What is being asked:
Recast the records below as a JSON list of strings, one string per line with blank lines left out, starting at the very first line and ending at the line that contains "139 77 L 136".

[Region segmentation data]
┌──

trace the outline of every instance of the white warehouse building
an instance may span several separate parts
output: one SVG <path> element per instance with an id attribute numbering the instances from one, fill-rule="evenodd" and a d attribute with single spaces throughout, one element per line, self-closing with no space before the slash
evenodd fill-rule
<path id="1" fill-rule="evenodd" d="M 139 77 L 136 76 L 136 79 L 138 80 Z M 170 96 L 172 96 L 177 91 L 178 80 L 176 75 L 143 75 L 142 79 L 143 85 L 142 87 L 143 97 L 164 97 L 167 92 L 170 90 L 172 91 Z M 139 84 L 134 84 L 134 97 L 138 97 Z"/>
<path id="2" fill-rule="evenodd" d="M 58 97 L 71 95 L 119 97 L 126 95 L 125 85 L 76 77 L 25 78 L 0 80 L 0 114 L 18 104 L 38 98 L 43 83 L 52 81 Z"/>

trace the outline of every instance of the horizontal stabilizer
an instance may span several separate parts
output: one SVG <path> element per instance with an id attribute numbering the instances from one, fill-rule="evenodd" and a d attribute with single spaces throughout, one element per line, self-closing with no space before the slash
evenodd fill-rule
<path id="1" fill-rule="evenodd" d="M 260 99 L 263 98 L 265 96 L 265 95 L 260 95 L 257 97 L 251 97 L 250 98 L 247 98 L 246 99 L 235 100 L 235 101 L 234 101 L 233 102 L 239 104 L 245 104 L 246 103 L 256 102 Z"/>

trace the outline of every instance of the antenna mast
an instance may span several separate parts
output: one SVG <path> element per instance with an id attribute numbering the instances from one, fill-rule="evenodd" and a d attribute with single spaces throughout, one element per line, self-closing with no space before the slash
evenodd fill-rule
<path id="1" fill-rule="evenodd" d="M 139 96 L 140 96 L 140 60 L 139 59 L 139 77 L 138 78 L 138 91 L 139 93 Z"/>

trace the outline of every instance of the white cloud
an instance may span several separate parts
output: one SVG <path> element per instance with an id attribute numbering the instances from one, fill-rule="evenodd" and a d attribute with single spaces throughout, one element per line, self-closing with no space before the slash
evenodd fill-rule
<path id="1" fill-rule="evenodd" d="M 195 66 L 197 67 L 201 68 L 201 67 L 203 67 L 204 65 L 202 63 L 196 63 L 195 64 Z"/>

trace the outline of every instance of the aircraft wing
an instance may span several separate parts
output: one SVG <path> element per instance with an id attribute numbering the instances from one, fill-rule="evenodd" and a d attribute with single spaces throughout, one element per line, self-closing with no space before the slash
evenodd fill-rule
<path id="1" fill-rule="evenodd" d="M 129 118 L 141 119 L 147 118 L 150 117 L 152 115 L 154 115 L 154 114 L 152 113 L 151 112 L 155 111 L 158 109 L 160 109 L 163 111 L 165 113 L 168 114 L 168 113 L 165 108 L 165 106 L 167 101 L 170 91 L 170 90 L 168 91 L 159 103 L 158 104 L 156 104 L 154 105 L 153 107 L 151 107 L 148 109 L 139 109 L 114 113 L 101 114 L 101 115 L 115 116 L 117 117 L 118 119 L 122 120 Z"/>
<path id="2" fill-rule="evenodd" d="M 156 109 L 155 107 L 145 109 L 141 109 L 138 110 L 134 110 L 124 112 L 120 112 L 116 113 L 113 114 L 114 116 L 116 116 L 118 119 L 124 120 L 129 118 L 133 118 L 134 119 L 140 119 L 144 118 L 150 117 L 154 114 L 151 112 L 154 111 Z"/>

└──

Solution to the problem:
[
  "trace the outline of every instance of the white warehouse building",
  "an instance may span several separate parts",
  "output: one SVG <path> element per instance with an id attribute numbering the instances from one, fill-rule=\"evenodd\" and a d attribute with single spaces throughout, one element per line, self-closing with no space before the slash",
  "evenodd fill-rule",
  "<path id=\"1\" fill-rule=\"evenodd\" d=\"M 139 77 L 136 76 L 136 79 L 138 80 Z M 170 96 L 172 96 L 177 91 L 178 80 L 176 75 L 143 75 L 142 79 L 143 85 L 142 87 L 143 97 L 164 97 L 167 92 L 170 90 L 172 91 Z M 139 84 L 134 84 L 134 97 L 138 97 Z\"/>"
]